* [À FAIRE]:
(1) Répondez aux questions suivantes à partir du message sur les démarches créatives.
(a) Combien de démarches créatives les théoriciens de The Forge proposent-ils ?
(b) Quel autre nom donne-t-on à la démarche créative narrativiste ?
(c) Autour de quoi les jeux narrativistes sont-ils toujours centrés ?
(2) Donnez la suite du message sur les démarches créatives, à partir de sa dernière phrase.

Message par Fabien | L'Alcyon » 05 Jan 2013, 00:46

Salut Steve, très heureux de te retrouver ici !

Je suis content que tu ramènes cette partie et cette question sur le tapis, j'y ai pas mal repensé. Je trouve aussi intéressant que ce soit un cas de théorie assez clair. Je vais essayer de répondre manière aussi complète que possible à tes interrogations.

Les théoriciens sur The Forge proposent trois « démarches créatives », c'est-à-dire trois types de manières de prendre du plaisir durant une partie de jdr, de manière dont se fait l'approbation autour de la table. Chaque jdr encourage un certain type de démarche créative dans les parties de ce jeu (on dit qu'ils « soutiennent » une démarche créative), ce qui ne veut pas dire que c'est la seule manière dont on prendra du plaisir, mais c'est celle qu'encouragent les règles.
Les jeux qui soutiennent une démarche créative narrativiste (également appelée « Story Now) ») proposent avant tout aux participants de prendre du plaisir en faisant des choix dans l'histoire à travers les personnages et en examinant les conséquences de ces choix dans l'histoire ; il est également possible de prendre du plaisir à examiner les conséquences éthiques ou morales de personnages qu'on ne contrôle pas. Le plaisir est donc à la fois dans la liberté de pouvoir faire des choix et dans le fait de prendre une position, de formuler un jugement éthique ou moral sur les actions des personnages.
Evidemment, tout ceci n'est pas aussi explicite. On peut formuler un jugement en restant très silencieux, ou par un simple sourire ou par une réaction aussi brutale que « mais quel salaud ! ». Ce n'est pas nécessairement quelque chose de très conscient.
Ces jeux sont toujours centrés autour d'une problématique centrale (une « prémisse ») qui structure en général l'ensemble du jeu.

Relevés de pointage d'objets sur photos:
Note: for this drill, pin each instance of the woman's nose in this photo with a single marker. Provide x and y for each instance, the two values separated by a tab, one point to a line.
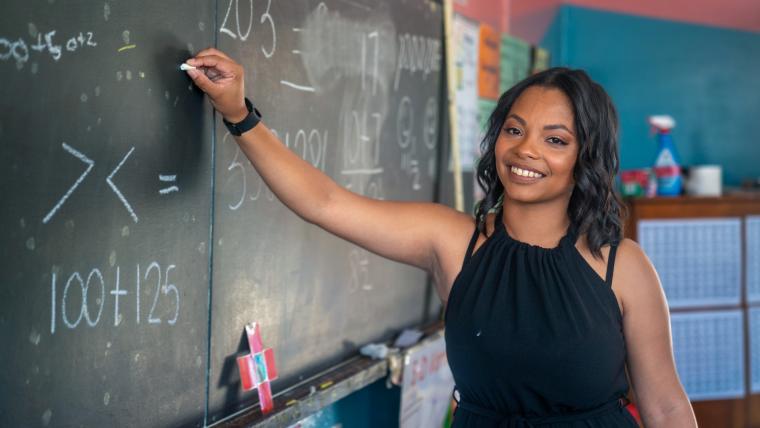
528	148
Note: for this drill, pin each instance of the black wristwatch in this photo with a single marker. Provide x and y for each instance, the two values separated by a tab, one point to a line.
250	121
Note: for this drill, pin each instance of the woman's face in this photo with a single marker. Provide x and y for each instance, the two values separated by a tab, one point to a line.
537	149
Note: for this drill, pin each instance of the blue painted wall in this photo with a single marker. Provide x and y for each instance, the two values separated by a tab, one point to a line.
374	406
707	78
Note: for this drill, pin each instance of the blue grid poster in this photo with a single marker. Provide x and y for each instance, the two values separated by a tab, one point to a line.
709	353
754	343
753	258
698	260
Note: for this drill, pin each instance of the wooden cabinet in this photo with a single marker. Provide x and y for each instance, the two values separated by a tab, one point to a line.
714	242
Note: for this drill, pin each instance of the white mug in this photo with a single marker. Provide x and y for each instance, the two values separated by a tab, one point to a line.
705	180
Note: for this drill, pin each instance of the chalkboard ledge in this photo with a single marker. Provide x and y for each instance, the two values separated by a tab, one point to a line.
324	389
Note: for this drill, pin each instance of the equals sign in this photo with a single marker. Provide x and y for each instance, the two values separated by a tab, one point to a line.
168	179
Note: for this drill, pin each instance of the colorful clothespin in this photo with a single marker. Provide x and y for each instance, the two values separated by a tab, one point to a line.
257	369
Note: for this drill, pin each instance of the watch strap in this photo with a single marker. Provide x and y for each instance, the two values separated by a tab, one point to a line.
248	123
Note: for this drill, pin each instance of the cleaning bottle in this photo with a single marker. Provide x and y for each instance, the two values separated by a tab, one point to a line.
667	166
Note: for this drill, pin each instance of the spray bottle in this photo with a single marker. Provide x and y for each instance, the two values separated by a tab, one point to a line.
667	166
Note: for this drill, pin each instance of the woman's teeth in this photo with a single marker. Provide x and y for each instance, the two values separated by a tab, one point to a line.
525	173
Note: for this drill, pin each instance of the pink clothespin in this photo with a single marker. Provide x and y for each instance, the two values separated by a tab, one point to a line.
257	369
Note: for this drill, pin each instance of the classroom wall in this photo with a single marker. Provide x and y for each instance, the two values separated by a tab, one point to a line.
530	19
707	78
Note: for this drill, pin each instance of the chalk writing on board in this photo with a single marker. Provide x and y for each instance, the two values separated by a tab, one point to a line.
168	179
109	180
417	53
20	51
165	296
237	31
310	145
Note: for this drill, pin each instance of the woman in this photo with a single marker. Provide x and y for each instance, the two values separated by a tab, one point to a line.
547	306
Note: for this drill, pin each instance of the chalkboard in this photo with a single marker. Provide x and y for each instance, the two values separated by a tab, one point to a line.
137	240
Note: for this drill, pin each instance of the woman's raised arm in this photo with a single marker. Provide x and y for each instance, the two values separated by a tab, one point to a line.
414	233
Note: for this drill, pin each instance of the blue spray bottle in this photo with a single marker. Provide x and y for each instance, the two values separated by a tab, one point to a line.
667	166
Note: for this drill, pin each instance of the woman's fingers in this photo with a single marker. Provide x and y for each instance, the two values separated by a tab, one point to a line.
213	51
221	79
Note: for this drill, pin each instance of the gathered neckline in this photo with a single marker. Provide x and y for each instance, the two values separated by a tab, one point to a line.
570	236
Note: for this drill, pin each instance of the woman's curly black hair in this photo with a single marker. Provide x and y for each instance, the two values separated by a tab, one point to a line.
595	208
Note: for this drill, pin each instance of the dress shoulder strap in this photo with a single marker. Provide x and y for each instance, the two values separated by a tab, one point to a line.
470	247
611	264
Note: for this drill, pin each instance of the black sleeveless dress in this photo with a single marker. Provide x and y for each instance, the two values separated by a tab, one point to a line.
534	337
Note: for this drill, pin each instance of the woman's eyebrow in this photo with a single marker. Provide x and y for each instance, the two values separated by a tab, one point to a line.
518	118
547	127
559	126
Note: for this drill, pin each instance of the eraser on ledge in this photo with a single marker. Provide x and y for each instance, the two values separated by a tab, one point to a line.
377	351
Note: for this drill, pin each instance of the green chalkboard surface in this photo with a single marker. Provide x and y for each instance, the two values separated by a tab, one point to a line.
138	242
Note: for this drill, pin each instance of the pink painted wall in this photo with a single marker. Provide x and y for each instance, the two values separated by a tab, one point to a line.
529	19
492	12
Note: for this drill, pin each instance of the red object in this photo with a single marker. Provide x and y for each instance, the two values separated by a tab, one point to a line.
258	369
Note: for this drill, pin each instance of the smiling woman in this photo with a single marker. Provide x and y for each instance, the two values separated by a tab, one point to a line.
537	330
562	127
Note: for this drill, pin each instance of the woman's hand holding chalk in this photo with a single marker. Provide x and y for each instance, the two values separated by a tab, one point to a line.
221	78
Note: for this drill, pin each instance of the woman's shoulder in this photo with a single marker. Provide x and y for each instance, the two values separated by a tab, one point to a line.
635	279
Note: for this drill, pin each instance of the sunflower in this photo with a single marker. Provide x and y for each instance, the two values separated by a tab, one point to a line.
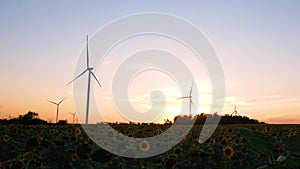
77	131
228	151
110	134
101	156
6	138
144	146
74	157
170	163
177	151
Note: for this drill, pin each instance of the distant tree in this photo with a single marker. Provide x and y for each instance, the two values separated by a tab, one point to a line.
29	118
167	121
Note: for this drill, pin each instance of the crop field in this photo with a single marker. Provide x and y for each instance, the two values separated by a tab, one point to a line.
231	146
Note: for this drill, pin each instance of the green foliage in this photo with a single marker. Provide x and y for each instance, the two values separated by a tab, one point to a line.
67	146
287	149
292	144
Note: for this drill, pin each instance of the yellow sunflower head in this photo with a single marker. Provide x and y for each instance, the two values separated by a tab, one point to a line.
77	131
74	157
228	151
144	146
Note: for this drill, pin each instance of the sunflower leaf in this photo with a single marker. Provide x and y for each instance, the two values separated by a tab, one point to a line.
292	144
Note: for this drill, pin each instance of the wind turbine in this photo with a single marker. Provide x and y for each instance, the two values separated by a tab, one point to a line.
235	111
89	70
191	101
73	114
57	107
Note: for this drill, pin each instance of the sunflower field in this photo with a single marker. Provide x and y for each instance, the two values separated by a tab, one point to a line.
231	146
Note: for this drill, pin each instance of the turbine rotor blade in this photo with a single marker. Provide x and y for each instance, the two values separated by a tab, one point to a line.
52	102
78	76
61	100
185	97
96	78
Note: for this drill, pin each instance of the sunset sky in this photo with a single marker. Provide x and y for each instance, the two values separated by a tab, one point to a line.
257	43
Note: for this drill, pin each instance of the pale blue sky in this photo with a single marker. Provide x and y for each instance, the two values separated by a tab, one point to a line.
257	42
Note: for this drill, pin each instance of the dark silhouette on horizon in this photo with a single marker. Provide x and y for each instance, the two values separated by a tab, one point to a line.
32	118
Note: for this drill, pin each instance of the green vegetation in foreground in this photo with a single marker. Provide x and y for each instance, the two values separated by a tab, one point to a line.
231	146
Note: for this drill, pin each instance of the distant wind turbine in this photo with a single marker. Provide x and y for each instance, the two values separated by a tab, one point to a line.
73	114
191	101
9	116
57	107
89	70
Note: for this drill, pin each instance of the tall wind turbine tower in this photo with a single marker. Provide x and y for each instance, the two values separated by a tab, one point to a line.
57	107
90	72
191	101
235	111
73	114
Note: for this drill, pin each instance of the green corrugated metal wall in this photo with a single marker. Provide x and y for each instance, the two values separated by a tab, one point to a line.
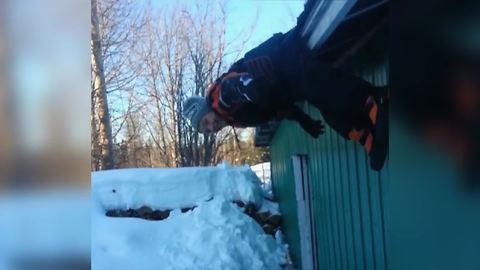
348	197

* [RÉPONSES PAR CONSIGNE]:
(1)
(a) Trois.
(b) « Story Now ».
(c) Autour d'une problématique centrale, appelée « prémisse », qui structure en général l'ensemble du jeu.

(2)
Malheureusement, il y a eu beaucoup de malentendus et de termes galvaudés sur les forums à ce propos (dans le monde anglo-saxon comme dans le monde francophone) au point qu'il est parfois difficile d'en parler. Ces points de théories sont souvent complexes et méritent qu'on y passe du temps pour bien les maîtriser (comme pour toute théorie) ; par exemple, sous chaque démarche créative il peut y avoir des jeux très très différents. D'autant que les démarches créatives sont à la fois le point de théorie le plus célèbre, le plus malmené et le plus subtil (et à mon avis, pas un des points les plus utiles pour la conception de jeu, mais c'est une autre question). On a même tendance à oublier que c'est de The Forge que vient le terme « narrativism » à l'origin, c'est eux qui l'ont créé. Donc il faut toujours une certaine prudence à utiliser ces termes.
Une des incompréhensions majeures vient du fait que beaucoup de jeux issus de The Forge soutiennent démarche créative narrativiste. En même temps, beaucoup d'entre eux (la quasi-totalité) ont abandonné le scénario (au sens de préparation d'une série d'événements et de scènes) et le meneur de jeu tout-puissant. Mais l'un n'est pas synonyme de l'autre ! Certes, pour que la démarche créative soit narrativiste, il vaut mieux qu'il n'y ait pas de scénario, afin que les joueurs puissent être pleinement maîtres de leurs choix et puissent en explorer vraiment les conséquences. Mais un jdr sans scénario ne soutient pas nécessairement une démarche créative narrativiste, témoins Monostatos (ludiste) et Prosopopée (simulationniste).

Pour plus de développements, je t'invite à lire cet article (qui parle aussi de démarche créative simulationnisme).

***

Voilà pour la réponse à ta première question et un peu de bagage théorique qui me permet de mettre en contexte ma réponse à ta deuxième question: qui juge dans DitV ?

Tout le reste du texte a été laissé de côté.